[Stored data]
::::::::

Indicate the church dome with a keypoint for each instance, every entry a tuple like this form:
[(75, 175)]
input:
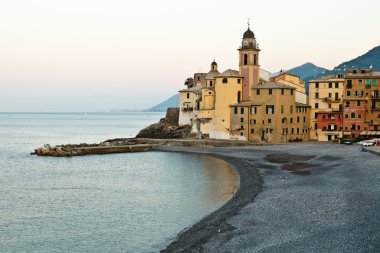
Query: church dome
[(248, 34)]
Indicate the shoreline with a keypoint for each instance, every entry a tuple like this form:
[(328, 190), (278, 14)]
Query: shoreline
[(250, 185), (310, 197)]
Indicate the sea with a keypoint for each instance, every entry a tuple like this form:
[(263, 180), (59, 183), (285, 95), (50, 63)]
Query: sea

::::::::

GIVEN REQUEST
Transcribe all of the material above word for word, leaving the pictures out.

EXERCISE OUTPUT
Indicate the church dome with a keypoint for each instance, every entry a tuple like this form:
[(75, 175)]
input:
Query: church dome
[(248, 34)]
Indicate the shoreline with a keypoint for each instance, every entry a tuple like this form:
[(328, 190), (278, 14)]
Query: shoreline
[(250, 185), (310, 197)]
Indicate the sea with a keypoint for each instance, every entry a tuple like this form:
[(263, 180), (59, 183), (285, 95), (50, 63)]
Query: sea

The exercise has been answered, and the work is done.